--- WORK ORDER ---
Extend the article about the Montana Mentor Award given to Dr. Van Kirke and Helen Nelson, beginning after its final sentence.

--- SELECTED EXCERPT ---
Flathead Valley Community College President Jane Karas honored Dr. Van Kirke and Helen Nelson with her eighth annual Montana Mentor Award during the 18th annual President’s Donor Dinner May 16. The award was created in 2006 to honor a community leader who exemplifies the meaning of mentor.
Kirke became one of the first medical specialists in obstetrics and gynecology in Kalispell, opening his own practice in 1962. During his 40-year career, he delivered over 4,000 babies, serving as the largest provider for the pregnant Medicaid population in the Flathead Valley and never turning away any patients in need of his service. Throughout his career, he mentored scores of young physicians, leaving a lasting impact on Northwest Montana’s medical community. Kalispell’s medical facilities have been attributed to Kirke’s endless commitment to improving health care and building the facilities and technical equipment to meet modern needs.
Outside of his work, Kirke is noted for serving as a founding member of A.L.E.R.T. and the Flathead Outpatient Surgical Center and on the board of directors for A.L.E.R.T. as a charter member for his 37 years of service as well as for the C.M. Russell Museum and Glacier Bank boards. He worked with the Montana Medicaid Division, lobbying for improvements in women’s and children’s health care. In addition, he has been acknowledged for his supportive role in the improvements at Legends Stadium.
In addition to mentoring Kirke and Helen’s five children and 15 grandchildren, Helen has offered her time and talents as an active community volunteer in numerous capacities. Her service has included teaching Sunday School for more than 20 years, serving as camp director for Vacation Bible School, serving as state resident for the Montana Medical Society and chairing the fundraising efforts for medical education and research, serving on the Parent Teacher Association, and serving on various boards including the Kalispell District #5 School Board, Kalispell Ski Club Board and Alpinglow Inn Board. She is best known for dedicating approximately 25 years of service on the Bigfork Center for the Performing Arts Foundation and for playing an instrumental grant writing role to secure the funds to construct the new playhouse and to pay for the facility’s recent upgrades.

--- RECORD EXCERPTS ---
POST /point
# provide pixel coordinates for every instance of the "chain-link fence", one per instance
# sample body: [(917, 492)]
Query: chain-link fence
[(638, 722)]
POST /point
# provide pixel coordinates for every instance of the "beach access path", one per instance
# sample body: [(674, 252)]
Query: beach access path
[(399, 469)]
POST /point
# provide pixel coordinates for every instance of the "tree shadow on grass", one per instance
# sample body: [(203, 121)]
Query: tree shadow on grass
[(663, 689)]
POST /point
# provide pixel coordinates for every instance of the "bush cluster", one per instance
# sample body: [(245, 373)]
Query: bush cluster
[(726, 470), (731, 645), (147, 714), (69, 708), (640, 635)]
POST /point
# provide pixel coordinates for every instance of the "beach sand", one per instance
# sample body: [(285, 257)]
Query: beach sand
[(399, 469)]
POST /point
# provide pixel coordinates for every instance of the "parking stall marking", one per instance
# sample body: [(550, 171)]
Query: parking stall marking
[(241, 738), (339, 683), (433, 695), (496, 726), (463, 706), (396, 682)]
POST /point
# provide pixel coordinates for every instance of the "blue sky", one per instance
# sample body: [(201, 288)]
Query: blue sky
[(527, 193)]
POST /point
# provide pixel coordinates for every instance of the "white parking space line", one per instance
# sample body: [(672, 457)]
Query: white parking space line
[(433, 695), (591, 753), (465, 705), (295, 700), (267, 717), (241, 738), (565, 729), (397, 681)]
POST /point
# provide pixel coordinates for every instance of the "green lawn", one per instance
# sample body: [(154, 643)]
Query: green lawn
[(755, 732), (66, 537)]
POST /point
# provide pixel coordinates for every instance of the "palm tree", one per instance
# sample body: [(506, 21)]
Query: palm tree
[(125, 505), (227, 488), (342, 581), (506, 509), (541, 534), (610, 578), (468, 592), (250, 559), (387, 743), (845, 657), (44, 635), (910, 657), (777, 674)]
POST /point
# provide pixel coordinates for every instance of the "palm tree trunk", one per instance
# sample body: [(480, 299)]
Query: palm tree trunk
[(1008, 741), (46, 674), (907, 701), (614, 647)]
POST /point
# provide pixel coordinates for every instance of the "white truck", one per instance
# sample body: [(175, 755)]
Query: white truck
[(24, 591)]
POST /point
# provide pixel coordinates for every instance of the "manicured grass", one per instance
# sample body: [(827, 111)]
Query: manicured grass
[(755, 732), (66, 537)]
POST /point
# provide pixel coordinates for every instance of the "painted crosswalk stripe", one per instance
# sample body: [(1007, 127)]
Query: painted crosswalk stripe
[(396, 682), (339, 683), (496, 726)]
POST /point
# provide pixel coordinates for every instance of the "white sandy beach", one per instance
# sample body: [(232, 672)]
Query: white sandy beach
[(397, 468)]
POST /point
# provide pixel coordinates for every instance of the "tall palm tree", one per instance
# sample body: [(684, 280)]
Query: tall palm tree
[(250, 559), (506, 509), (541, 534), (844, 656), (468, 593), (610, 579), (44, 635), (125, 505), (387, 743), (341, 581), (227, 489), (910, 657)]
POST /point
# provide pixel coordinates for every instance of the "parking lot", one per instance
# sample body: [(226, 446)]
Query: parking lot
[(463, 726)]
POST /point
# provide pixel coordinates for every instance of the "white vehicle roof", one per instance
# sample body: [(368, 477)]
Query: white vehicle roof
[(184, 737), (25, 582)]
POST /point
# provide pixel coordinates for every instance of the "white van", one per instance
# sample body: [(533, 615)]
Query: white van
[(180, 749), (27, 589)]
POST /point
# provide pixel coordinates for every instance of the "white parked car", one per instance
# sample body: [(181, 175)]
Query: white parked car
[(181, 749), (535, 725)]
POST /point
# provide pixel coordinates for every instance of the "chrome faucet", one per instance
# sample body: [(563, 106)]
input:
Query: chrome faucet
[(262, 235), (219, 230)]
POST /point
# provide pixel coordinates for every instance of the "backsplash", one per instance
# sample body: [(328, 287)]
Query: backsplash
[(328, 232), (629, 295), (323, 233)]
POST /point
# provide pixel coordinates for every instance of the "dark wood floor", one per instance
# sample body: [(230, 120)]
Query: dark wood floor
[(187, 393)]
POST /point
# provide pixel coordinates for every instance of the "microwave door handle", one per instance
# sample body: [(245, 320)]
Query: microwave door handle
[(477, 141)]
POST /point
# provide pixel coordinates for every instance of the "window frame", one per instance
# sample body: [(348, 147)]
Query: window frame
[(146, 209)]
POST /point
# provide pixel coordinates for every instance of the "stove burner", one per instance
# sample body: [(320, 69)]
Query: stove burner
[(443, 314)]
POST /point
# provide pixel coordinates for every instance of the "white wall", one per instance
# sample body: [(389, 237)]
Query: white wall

--- EXERCISE ANSWER ---
Beyond her community involvement, Helen has opened her and Kirke’s home to various groups, serving as host family and providing them with warm hospitality and a safe place to retreat. Visitors have included the Missoula Children’s Theatre, African Children’s Choir, Up with People, and participants in local music festivals, sporting events and nondenominational Bible studies, among others. In addition, for more than 40 years, Helen has invited 350 elementary school students for a field trip into their home to view Kirke’s American Indian artifact collection, providing “buffalo chip cookies and moose milk” each year to the children.
During her presentation, Karas praised Kirke and Helen for using their gifts of vision, leadership and passion to make a difference in the community.
“These individuals are unmatched in character, kindness, generosity and family values,” she said. “They are role models for all of us.”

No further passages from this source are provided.